(Beginning of SUPPLIED RECORDS)

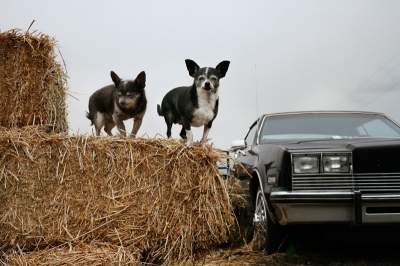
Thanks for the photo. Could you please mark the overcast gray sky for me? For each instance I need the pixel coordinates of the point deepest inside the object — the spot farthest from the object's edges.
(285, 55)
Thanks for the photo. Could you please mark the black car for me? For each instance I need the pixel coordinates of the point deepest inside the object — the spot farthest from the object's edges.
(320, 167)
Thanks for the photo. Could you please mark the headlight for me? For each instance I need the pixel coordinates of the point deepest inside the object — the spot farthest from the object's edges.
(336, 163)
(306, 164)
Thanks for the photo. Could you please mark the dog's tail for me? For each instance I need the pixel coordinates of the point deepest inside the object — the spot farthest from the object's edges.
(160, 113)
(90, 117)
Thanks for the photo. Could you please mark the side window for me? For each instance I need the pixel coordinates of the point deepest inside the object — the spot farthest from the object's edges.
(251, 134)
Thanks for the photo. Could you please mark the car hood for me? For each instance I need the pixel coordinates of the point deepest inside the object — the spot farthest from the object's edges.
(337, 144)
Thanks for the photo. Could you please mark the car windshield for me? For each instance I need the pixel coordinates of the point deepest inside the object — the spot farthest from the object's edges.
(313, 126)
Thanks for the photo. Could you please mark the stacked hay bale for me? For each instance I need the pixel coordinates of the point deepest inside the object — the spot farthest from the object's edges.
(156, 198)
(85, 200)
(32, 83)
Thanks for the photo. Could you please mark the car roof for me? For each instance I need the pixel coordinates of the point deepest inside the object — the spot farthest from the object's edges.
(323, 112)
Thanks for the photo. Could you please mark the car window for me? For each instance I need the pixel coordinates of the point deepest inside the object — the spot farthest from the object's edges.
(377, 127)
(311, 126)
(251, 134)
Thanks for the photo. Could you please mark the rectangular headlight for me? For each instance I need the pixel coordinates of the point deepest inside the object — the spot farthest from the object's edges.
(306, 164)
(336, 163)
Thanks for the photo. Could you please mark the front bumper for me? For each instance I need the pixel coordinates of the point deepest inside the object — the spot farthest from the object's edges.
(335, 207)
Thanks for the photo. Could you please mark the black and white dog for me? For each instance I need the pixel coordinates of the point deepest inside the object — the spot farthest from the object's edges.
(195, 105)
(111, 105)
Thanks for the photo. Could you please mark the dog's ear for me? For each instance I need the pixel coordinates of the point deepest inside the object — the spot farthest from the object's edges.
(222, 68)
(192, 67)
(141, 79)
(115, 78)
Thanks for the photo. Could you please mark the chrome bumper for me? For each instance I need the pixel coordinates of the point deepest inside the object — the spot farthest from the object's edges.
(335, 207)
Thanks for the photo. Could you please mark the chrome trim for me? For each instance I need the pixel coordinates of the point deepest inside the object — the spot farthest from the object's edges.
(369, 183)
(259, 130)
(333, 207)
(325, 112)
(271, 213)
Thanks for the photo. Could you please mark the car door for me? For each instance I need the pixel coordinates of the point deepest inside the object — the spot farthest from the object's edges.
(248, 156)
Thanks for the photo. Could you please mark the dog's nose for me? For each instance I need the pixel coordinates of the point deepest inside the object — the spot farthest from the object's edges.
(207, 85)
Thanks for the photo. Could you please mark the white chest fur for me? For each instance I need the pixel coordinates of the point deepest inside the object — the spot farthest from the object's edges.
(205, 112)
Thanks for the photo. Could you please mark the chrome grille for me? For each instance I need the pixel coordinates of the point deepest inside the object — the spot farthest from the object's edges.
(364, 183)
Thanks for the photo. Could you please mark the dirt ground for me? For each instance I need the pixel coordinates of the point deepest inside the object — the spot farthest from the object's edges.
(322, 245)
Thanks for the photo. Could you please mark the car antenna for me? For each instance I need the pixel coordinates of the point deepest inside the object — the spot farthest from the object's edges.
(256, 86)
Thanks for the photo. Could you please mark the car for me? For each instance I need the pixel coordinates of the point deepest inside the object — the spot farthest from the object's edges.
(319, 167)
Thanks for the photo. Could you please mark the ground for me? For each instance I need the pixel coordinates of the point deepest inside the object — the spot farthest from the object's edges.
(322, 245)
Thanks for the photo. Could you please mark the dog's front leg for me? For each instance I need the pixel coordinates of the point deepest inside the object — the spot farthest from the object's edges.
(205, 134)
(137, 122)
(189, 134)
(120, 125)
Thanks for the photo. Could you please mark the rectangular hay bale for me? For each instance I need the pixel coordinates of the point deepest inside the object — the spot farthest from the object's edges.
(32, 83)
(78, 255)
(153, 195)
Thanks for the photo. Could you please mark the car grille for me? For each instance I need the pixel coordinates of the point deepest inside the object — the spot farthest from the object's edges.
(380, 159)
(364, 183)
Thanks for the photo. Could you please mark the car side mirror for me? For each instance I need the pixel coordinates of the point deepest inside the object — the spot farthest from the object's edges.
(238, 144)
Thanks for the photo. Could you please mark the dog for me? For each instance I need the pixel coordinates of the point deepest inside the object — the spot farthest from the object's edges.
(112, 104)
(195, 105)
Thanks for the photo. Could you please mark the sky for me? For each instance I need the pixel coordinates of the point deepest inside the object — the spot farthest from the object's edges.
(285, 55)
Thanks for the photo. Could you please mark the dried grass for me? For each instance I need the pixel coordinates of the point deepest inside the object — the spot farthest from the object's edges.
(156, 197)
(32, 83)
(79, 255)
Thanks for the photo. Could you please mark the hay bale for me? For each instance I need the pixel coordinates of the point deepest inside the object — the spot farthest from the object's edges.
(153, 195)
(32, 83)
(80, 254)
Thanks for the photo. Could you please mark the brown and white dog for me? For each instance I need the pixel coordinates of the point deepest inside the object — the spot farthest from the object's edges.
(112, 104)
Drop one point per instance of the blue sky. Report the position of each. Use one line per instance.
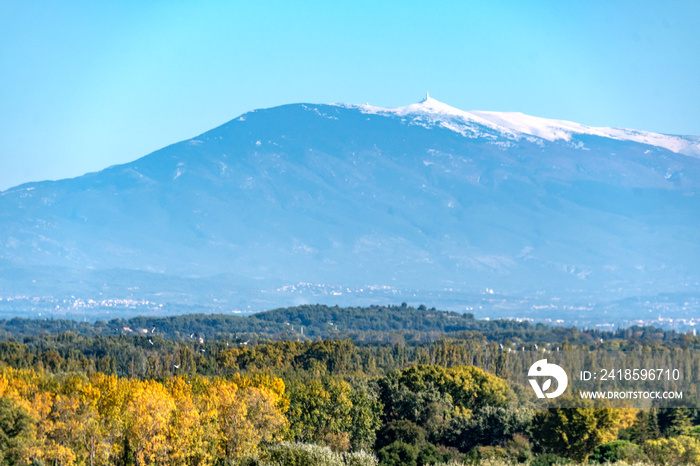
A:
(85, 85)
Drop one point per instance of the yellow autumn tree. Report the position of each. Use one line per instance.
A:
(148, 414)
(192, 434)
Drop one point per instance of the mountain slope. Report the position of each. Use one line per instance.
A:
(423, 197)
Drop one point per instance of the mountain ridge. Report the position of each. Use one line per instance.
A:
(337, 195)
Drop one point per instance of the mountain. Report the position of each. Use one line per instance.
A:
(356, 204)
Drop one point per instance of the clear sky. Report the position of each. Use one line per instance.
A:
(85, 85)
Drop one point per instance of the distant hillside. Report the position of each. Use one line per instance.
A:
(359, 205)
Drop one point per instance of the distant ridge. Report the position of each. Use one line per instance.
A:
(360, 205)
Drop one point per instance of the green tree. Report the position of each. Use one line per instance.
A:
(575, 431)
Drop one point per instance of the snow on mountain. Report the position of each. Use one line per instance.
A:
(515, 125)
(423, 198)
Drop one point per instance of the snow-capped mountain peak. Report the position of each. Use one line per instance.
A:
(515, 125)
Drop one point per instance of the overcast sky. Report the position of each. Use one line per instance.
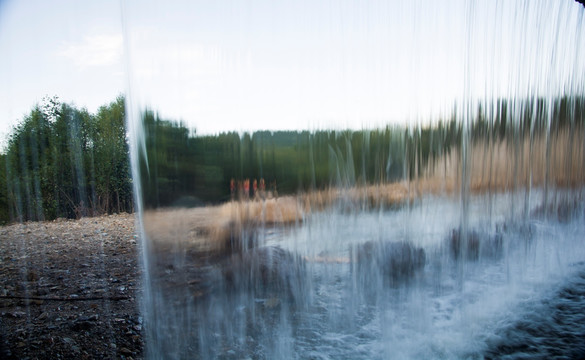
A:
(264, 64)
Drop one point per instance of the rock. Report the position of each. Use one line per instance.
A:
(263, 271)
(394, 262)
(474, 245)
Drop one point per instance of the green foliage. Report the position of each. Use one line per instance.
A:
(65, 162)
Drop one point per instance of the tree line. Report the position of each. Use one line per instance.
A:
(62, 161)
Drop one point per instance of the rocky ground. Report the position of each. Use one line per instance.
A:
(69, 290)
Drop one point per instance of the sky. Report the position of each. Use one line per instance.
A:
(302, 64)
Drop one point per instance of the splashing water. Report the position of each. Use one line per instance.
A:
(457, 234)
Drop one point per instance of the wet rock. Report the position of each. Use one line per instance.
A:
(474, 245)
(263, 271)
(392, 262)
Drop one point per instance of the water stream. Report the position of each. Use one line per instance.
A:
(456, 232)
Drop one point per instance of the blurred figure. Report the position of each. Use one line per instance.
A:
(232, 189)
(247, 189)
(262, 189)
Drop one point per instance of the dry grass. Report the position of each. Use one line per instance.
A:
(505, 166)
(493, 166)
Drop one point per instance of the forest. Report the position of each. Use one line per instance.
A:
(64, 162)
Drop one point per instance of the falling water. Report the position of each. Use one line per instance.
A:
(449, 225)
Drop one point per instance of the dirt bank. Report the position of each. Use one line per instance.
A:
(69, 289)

(End of SUPPLIED RECORDS)
(Beginning of SUPPLIED RECORDS)

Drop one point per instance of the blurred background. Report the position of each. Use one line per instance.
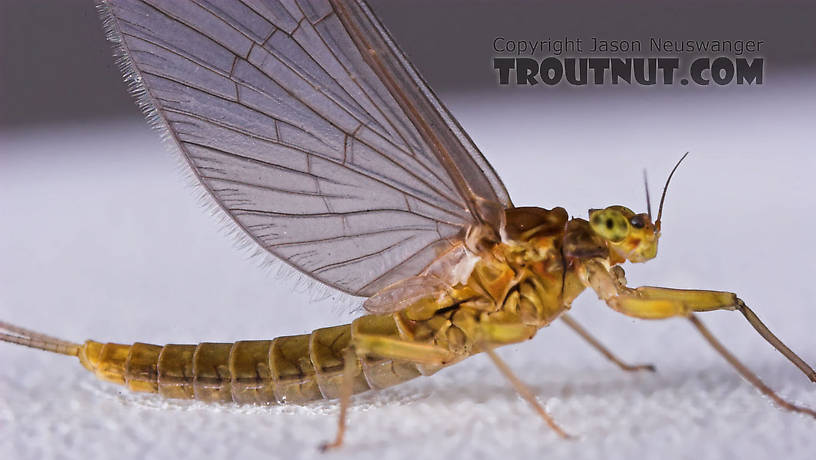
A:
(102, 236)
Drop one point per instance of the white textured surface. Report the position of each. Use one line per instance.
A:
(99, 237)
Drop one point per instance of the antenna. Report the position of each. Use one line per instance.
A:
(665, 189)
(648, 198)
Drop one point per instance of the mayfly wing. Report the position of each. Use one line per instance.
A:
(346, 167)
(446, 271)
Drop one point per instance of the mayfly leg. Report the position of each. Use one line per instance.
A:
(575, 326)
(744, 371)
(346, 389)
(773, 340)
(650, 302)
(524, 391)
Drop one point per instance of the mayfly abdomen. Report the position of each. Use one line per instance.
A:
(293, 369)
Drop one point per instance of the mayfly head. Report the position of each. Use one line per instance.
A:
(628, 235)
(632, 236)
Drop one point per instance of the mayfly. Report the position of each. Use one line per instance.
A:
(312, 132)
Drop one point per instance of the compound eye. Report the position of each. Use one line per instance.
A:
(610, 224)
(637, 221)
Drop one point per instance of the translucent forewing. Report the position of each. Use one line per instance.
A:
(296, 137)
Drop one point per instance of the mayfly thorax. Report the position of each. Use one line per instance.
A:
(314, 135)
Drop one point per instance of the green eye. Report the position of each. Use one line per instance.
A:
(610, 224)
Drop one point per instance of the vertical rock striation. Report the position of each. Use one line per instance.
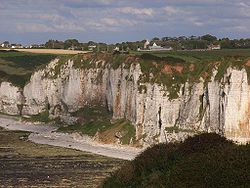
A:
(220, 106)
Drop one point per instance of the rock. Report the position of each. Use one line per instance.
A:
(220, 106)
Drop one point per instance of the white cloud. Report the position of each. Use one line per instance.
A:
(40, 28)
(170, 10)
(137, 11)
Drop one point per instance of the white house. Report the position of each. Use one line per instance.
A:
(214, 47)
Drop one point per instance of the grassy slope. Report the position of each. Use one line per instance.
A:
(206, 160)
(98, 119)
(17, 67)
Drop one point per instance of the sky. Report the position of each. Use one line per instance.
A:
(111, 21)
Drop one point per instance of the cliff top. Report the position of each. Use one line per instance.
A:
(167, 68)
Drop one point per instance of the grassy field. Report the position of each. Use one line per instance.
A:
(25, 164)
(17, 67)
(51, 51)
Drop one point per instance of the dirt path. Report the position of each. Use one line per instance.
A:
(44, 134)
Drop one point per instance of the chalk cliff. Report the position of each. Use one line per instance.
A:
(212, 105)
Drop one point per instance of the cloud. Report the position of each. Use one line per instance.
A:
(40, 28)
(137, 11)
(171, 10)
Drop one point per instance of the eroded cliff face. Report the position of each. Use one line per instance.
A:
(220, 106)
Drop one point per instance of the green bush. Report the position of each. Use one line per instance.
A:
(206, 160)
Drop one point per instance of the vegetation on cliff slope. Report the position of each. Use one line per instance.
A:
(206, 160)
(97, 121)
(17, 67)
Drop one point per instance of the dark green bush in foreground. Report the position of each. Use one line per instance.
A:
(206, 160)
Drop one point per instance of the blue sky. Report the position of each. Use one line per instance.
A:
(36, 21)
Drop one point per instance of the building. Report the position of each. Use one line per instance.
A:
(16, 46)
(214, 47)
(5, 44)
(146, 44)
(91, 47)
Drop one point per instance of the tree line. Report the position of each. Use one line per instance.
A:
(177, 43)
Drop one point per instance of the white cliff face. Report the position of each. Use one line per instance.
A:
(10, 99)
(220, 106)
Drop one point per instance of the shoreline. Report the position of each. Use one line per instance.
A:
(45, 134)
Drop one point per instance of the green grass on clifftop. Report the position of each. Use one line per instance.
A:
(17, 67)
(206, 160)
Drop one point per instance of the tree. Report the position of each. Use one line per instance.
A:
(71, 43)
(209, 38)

(End of SUPPLIED RECORDS)

TASK TO CARRY OUT>
What is the number of lines above that hold the string "distant"? Answer with that number alone.

EXERCISE RESPONSE>
2